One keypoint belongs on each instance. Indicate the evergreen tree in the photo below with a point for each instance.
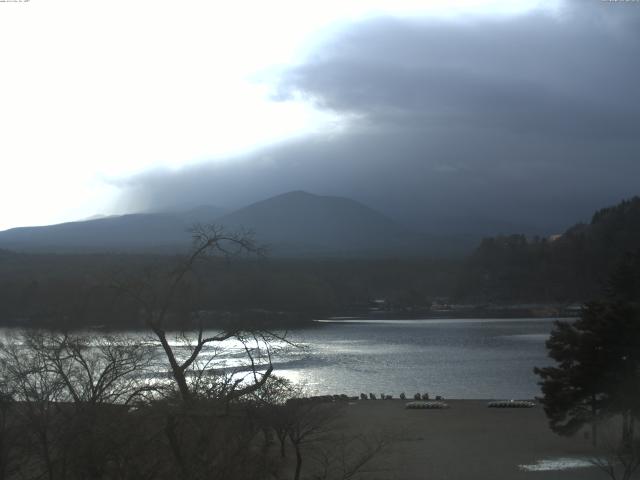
(597, 372)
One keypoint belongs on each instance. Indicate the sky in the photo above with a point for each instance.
(511, 114)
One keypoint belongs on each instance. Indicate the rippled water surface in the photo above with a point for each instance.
(470, 358)
(455, 358)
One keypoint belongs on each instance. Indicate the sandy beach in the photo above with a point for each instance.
(466, 441)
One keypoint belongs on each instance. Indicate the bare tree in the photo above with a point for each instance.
(159, 298)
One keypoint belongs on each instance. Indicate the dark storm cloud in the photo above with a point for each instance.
(531, 120)
(571, 76)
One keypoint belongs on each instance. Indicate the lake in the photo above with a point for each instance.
(470, 358)
(466, 359)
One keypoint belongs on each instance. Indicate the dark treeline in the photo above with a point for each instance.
(72, 290)
(572, 267)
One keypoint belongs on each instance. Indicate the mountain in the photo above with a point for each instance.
(299, 223)
(292, 224)
(149, 232)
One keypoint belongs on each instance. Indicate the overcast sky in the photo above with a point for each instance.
(436, 111)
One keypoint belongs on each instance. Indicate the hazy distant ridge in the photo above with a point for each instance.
(292, 224)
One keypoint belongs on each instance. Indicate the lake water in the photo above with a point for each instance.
(469, 358)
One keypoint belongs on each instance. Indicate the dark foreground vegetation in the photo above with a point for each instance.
(86, 407)
(597, 373)
(78, 290)
(80, 406)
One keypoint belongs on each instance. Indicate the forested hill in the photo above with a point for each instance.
(570, 267)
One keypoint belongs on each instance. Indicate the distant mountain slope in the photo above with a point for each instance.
(292, 224)
(135, 232)
(573, 266)
(300, 223)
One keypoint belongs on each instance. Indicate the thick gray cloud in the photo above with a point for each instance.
(460, 125)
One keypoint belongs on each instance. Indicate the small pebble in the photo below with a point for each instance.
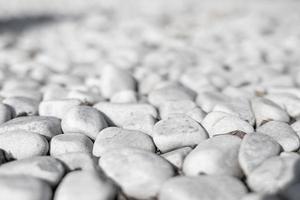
(202, 187)
(70, 143)
(214, 156)
(255, 149)
(176, 132)
(116, 138)
(43, 167)
(21, 144)
(126, 167)
(24, 187)
(282, 133)
(83, 119)
(82, 185)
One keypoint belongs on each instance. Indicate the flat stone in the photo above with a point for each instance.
(78, 161)
(140, 117)
(22, 106)
(215, 156)
(116, 138)
(266, 110)
(76, 185)
(176, 132)
(21, 144)
(176, 157)
(126, 167)
(208, 187)
(83, 119)
(57, 108)
(282, 133)
(46, 126)
(43, 167)
(255, 149)
(24, 187)
(275, 174)
(70, 143)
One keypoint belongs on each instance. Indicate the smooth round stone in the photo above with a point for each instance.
(24, 187)
(46, 126)
(78, 161)
(239, 107)
(124, 96)
(116, 138)
(114, 80)
(83, 119)
(216, 156)
(57, 108)
(208, 187)
(282, 133)
(176, 132)
(21, 144)
(139, 116)
(43, 167)
(275, 174)
(70, 143)
(266, 110)
(22, 106)
(82, 185)
(255, 149)
(169, 93)
(126, 167)
(177, 156)
(5, 113)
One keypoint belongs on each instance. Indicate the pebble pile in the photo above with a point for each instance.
(153, 103)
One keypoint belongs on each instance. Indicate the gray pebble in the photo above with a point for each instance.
(126, 167)
(255, 149)
(43, 167)
(176, 132)
(83, 119)
(21, 144)
(274, 174)
(202, 187)
(70, 143)
(46, 126)
(114, 137)
(282, 133)
(82, 185)
(216, 156)
(24, 187)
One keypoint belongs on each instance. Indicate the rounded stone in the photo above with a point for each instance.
(81, 185)
(83, 119)
(126, 167)
(176, 132)
(208, 187)
(215, 156)
(70, 143)
(20, 144)
(116, 138)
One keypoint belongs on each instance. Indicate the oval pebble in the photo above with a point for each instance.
(255, 149)
(282, 133)
(43, 167)
(114, 137)
(24, 187)
(215, 156)
(46, 126)
(82, 185)
(202, 187)
(83, 119)
(20, 144)
(176, 132)
(126, 167)
(275, 174)
(70, 143)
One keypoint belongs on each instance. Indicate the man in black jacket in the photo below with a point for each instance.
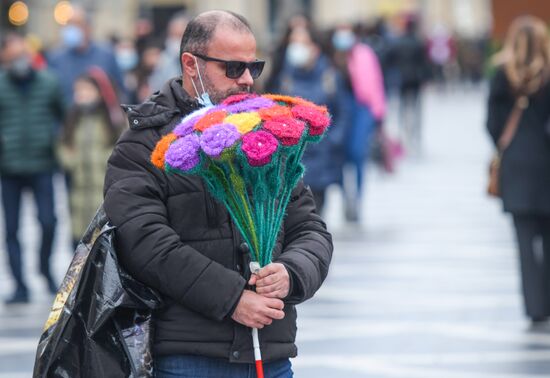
(173, 236)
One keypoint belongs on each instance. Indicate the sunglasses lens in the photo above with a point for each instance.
(234, 70)
(256, 69)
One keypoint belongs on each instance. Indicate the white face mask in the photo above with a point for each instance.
(204, 98)
(298, 54)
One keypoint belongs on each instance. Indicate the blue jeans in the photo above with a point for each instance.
(13, 187)
(187, 366)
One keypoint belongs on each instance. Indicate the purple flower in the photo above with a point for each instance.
(248, 105)
(218, 137)
(183, 154)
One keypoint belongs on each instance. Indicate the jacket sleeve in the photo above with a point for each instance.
(499, 105)
(307, 248)
(150, 249)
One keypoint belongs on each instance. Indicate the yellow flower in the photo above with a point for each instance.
(245, 122)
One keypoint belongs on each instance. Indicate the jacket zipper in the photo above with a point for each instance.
(211, 216)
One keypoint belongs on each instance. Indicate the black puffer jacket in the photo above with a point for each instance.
(525, 165)
(173, 236)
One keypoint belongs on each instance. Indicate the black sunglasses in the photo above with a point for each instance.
(234, 68)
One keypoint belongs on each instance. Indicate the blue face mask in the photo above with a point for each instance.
(72, 36)
(343, 40)
(204, 98)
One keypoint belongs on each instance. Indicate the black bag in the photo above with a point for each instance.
(100, 323)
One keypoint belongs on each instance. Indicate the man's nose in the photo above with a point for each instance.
(245, 78)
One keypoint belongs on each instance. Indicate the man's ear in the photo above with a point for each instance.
(189, 65)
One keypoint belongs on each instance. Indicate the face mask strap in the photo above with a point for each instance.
(203, 99)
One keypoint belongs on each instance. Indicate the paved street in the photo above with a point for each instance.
(426, 287)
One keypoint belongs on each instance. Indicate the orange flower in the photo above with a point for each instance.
(210, 119)
(295, 101)
(157, 156)
(274, 111)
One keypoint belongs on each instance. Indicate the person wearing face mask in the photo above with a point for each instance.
(89, 133)
(309, 73)
(31, 108)
(173, 236)
(169, 65)
(361, 67)
(79, 52)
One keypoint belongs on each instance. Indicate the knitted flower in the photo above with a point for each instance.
(215, 139)
(210, 119)
(288, 130)
(238, 98)
(183, 154)
(258, 147)
(248, 105)
(317, 120)
(293, 101)
(245, 122)
(186, 126)
(274, 111)
(157, 156)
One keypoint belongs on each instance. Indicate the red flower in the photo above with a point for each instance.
(317, 120)
(288, 130)
(210, 119)
(275, 111)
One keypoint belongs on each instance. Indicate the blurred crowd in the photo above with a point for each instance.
(60, 113)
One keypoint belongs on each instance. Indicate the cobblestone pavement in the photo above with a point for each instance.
(426, 287)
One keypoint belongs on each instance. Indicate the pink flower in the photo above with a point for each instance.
(288, 130)
(317, 120)
(258, 147)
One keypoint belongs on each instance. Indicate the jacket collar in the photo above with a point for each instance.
(159, 109)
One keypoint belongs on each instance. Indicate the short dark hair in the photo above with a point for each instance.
(200, 29)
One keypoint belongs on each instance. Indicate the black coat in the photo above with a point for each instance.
(525, 165)
(173, 236)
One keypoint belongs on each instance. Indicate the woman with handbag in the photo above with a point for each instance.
(518, 110)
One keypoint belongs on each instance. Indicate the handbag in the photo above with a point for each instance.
(493, 187)
(100, 323)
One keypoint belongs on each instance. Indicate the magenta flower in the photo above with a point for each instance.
(217, 138)
(287, 129)
(258, 147)
(317, 120)
(183, 154)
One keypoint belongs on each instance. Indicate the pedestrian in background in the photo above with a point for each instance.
(307, 72)
(93, 125)
(409, 57)
(79, 52)
(521, 86)
(168, 65)
(361, 68)
(31, 109)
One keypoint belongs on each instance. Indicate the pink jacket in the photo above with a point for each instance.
(367, 80)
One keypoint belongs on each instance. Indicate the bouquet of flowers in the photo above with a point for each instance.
(248, 151)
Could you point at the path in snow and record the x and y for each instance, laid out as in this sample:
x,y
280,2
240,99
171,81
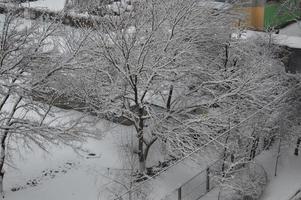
================================
→ What the task requires
How many lines in the listing above contain the word "blue"? Reply with the number alone.

→ Full solution
2